It is thus seen that the act provides two methods of bringing before the court for investigation charges that commissioners have violated the provisions as to purchases in behalf of the county: (1) by complaint filed by twenty-five qualified voters of the county, and (2) by presentments of the grand jury. The present case arose by the second method.
In the general presentments for the April term. 1939, the grand jury made the following statement regarding conduct of the county commissioners: "We have investigated the books and records and acts and doings of the commissioners of roads and revenues of this county, and we have made a special investigation with a view of ascertaining whether or not any commissioner or commissioners have been guilty of violating any of the provisions of the first paragraph of section 8 of the act of the General Assembly of Georgia, *Page 641 approved August 15, 1914, as contained in the Georgia laws of 1914, pages 232-239, entitled `Ben Hill County Commissioners Created,' and the result of our special investigation show and reveal that Martin D. Robitzsch, J. Rufus Horton and J. C. Stokes, the three commissioners of this county as aforesaid, have each been guilty of violating said section of said act in the following particulars, to wit:
"(a) The particulars of such violation on the part of the said Martin D. Robitzsch are as follows, to wit:
"1. That the said Martin D. Robitzsch was authorized by our county commissioners to purchase for the use of our county seven thousand feet of No. 2 flooring at the lowest and best price obtainable, and that in pursuance of said authority on January 3, 1939, he did purchase said lumber from the A. T. Fuller Lumber Company at $20 per thousand feet or for a total consideration of $140, and that the said Martin D. Robitzsch on the 5th day of January, 1939, did sell said lumber to our county for $25 per thousand feet or a total price of $175 and did render a bill to our county in said sum of $175, representing the sale by him to our county of said lumber, which said bill was approved for payment by all of our commissioners and which was paid by county warrant No. 7706.

What this exercise asks:
a. Revise the county commissioners case excerpt by restating it from the words "It is thus seen" through the words "the second method.", with "qualified voters" replaced by "registered voters".
b. Answer these questions from the county commissioners case excerpt:
(i) How many qualified voters of the county must file a complaint under the first method?
(ii) For which term did the grand jury make the general presentments?
(iii) From which company did Martin D. Robitzsch buy the flooring?
c. For each statement, say whether the county commissioners case excerpt supports it, and quote the words that decide it.
(i) The present case arose from a complaint filed by qualified voters.
(ii) The act of the General Assembly was approved August 15, 1914.
(iii) Martin D. Robitzsch sold the lumber to the county at $20 per thousand feet.

Record list:

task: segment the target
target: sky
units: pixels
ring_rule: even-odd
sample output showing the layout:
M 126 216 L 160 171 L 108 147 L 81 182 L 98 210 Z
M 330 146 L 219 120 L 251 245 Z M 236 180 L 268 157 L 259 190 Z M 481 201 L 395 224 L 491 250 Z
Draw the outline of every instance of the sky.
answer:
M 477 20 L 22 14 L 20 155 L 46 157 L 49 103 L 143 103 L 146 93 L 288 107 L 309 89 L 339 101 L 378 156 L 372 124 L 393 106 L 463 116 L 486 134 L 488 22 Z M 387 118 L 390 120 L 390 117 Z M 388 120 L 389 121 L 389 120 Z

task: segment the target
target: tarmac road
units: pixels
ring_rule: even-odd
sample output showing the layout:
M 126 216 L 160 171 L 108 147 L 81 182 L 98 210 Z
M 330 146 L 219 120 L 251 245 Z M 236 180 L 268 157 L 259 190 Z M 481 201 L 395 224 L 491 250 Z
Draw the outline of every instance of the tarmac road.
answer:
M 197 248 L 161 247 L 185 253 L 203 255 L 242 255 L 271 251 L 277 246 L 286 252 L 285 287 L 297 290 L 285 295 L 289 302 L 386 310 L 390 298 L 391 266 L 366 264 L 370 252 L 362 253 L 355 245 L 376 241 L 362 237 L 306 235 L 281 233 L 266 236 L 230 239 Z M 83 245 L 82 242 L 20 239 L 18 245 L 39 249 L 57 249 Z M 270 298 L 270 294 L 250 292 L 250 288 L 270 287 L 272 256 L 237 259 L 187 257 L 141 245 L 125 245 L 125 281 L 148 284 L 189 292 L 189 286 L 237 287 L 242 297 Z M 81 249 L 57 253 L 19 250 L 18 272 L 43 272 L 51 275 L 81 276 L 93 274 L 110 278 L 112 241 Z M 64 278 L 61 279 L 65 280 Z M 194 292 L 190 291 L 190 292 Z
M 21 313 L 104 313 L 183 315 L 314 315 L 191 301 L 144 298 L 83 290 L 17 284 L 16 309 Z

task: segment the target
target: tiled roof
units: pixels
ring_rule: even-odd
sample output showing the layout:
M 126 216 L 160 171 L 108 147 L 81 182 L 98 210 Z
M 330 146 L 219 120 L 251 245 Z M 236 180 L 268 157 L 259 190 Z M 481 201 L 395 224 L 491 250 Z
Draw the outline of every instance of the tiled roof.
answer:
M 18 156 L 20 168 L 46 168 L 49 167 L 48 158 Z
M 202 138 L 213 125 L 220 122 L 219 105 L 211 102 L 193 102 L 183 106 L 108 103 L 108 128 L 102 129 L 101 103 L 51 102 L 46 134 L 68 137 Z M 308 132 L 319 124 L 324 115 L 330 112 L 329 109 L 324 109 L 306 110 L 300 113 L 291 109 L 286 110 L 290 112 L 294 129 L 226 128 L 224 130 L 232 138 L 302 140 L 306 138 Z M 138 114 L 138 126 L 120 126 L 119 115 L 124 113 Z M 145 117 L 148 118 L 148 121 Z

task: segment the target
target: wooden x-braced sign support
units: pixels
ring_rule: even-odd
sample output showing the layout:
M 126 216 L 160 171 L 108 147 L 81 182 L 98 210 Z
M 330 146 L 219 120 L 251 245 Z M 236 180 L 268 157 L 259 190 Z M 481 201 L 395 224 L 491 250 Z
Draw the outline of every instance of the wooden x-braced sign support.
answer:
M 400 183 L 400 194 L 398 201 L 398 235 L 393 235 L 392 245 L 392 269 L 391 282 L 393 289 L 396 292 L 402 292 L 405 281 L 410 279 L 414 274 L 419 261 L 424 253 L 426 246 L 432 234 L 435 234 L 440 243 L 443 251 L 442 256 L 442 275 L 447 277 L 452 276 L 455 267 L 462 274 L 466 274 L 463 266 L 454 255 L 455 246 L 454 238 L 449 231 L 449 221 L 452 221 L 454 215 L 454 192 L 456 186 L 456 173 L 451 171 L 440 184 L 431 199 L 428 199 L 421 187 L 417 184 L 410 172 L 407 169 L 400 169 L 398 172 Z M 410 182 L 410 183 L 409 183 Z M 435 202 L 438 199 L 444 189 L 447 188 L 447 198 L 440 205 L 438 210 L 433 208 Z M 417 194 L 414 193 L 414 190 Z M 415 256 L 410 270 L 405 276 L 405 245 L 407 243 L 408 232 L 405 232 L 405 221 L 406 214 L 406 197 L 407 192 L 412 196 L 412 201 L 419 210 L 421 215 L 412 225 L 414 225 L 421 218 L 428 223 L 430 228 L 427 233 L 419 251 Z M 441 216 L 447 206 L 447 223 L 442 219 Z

Written answers:
a.
It is thus seen that the act provides two methods of bringing before the court for investigation charges that commissioners have violated the provisions as to purchases in behalf of the county: (1) by complaint filed by twenty-five registered voters of the county, and (2) by presentments of the grand jury. The present case arose by the second method.

b.
(i) Twenty-five.
(ii) The April term, 1939.
(iii) The A. T. Fuller Lumber Company.

c.
(i) No: "(2) by presentments of the grand jury. The present case arose by the second method."
(ii) Yes: "approved August 15, 1914"
(iii) No: "did sell said lumber to our county for $25 per thousand feet"